──────── Document text

Through photography and photocollage, Deborah Turbeville (1932-2013) created a melancholic and timeless universe entirely her own. "I enter the private world of women where no one ever goes," the American photographer declared. The Lausanne Museum of Photography is dedicating a retrospective to this artist who brought a new dimension to fashion photography.

It was as a stylist for Harper's Bazaar and various other fashion magazines that the former model cut her teeth in the New York scene before deciding, in 1966, to take her own photographs and train in the technique under Richard Avedon, who took her under his wing. Essentially self-taught, Deborah Turbeville belongs to no particular school, and her highly distinctive work, both in terms of atmosphere and style, remains unclassifiable.

────────────────
──────── Extracted material

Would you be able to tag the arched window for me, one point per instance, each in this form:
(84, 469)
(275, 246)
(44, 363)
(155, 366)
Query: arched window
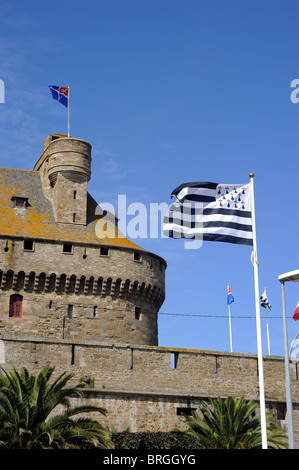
(15, 305)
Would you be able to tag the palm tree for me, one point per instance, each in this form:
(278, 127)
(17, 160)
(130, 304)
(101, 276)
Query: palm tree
(232, 424)
(26, 402)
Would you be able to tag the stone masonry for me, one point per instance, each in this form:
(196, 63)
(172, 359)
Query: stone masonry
(88, 304)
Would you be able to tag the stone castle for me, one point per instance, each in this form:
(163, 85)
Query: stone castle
(89, 305)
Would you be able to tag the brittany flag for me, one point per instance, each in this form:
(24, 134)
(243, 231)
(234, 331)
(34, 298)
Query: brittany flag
(296, 313)
(61, 94)
(230, 297)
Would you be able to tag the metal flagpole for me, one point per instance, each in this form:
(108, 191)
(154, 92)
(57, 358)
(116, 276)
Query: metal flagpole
(230, 329)
(258, 321)
(268, 337)
(68, 113)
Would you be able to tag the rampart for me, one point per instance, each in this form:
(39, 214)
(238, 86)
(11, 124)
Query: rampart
(148, 388)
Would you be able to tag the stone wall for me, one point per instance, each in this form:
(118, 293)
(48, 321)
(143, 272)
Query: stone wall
(147, 387)
(104, 292)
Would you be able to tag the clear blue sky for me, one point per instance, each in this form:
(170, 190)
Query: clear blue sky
(169, 91)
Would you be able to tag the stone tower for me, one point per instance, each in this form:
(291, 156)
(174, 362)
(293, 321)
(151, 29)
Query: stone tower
(58, 279)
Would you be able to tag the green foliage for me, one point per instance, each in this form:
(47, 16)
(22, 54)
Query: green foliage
(153, 440)
(27, 420)
(232, 424)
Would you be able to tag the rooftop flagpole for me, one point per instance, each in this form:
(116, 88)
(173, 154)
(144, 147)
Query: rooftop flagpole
(258, 321)
(68, 112)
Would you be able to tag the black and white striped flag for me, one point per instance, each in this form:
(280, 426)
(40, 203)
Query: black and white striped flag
(210, 211)
(264, 300)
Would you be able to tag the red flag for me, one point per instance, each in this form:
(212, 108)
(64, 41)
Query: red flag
(296, 313)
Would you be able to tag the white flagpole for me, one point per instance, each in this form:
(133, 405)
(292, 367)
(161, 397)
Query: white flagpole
(268, 336)
(230, 329)
(68, 113)
(230, 325)
(258, 322)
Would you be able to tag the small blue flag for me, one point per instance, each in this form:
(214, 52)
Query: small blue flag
(230, 297)
(61, 94)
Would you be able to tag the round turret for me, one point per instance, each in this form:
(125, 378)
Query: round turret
(70, 157)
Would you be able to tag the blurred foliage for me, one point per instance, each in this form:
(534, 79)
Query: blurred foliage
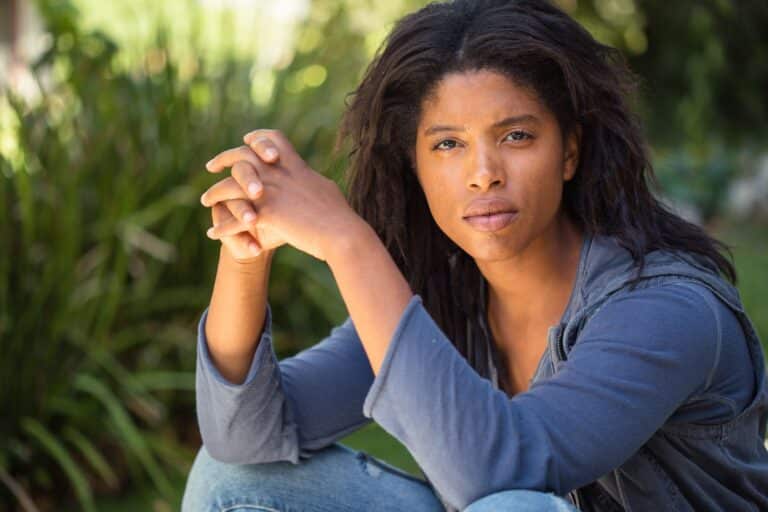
(105, 267)
(703, 69)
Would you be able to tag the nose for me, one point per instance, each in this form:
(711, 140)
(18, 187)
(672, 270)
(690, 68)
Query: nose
(486, 170)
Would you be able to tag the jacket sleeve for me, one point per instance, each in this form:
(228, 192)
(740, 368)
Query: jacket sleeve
(283, 410)
(634, 363)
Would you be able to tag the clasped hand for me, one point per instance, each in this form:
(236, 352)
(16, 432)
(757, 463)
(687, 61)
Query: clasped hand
(272, 198)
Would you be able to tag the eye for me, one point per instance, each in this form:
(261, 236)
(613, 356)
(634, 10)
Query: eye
(518, 135)
(445, 145)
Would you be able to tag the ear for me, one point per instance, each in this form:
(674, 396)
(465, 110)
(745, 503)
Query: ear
(571, 156)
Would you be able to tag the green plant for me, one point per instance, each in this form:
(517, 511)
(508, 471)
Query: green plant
(105, 268)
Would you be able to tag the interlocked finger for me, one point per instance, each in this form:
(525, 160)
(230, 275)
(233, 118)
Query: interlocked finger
(223, 190)
(248, 178)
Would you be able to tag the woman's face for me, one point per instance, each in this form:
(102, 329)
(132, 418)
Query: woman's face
(491, 161)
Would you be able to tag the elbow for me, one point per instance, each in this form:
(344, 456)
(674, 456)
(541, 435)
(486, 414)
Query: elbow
(233, 453)
(244, 446)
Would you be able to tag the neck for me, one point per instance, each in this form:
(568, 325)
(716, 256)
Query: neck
(534, 286)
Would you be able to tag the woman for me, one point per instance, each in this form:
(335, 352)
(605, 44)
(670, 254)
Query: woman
(525, 317)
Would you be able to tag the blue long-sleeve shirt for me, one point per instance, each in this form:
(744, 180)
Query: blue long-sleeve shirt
(671, 353)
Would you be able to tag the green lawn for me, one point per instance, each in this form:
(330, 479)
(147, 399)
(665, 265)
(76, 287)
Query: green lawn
(750, 250)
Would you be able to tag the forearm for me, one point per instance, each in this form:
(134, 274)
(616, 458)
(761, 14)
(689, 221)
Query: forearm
(236, 313)
(373, 288)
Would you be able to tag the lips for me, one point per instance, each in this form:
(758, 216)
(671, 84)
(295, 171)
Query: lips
(490, 214)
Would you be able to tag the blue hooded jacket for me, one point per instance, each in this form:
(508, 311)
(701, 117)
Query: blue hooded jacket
(648, 397)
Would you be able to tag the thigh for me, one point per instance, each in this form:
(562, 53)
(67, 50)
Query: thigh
(521, 501)
(336, 478)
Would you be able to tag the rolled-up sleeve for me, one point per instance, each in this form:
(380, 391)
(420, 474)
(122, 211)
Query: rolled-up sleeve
(283, 410)
(634, 363)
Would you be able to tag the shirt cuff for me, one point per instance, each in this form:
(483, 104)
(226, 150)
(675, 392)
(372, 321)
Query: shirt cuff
(381, 378)
(264, 353)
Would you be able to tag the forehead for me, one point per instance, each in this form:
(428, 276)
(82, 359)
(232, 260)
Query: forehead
(478, 96)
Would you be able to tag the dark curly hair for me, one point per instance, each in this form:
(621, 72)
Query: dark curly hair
(583, 82)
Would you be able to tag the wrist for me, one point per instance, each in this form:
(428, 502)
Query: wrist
(352, 244)
(255, 265)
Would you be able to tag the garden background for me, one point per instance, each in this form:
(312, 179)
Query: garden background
(108, 112)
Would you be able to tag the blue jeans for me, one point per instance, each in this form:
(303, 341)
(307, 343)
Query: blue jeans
(335, 479)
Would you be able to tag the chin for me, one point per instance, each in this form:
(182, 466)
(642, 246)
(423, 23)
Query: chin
(492, 250)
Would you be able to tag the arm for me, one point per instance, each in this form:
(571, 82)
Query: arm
(285, 410)
(566, 431)
(236, 314)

────────────────

*Aim*.
Decide whether each statement agrees with the text on Deborah Turbeville. Answer yes or no, and quote the deciding words of the text: (a) She began taking her own photographs in 1966. (b) The retrospective of her work is held by the Lausanne Museum of Photography. (c) She was a British photographer.

*Correct answer*.
(a) Yes: "before deciding, in 1966, to take her own photographs"
(b) Yes: "The Lausanne Museum of Photography is dedicating a retrospective to this artist"
(c) No: "the American photographer declared"